(Enregistrements du jeu de données sur l'emplacement d'objets)
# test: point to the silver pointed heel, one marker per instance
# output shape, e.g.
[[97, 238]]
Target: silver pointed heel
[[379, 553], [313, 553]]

TÂCHE COURTE:
Reproduisez ligne par ligne, sans rien changer, tous les enregistrements ci-dessus.

CORRIGÉ DE L'EXERCICE:
# test: point to the silver pointed heel, one marker per instance
# output shape, e.g.
[[97, 238]]
Target: silver pointed heel
[[379, 553], [313, 553]]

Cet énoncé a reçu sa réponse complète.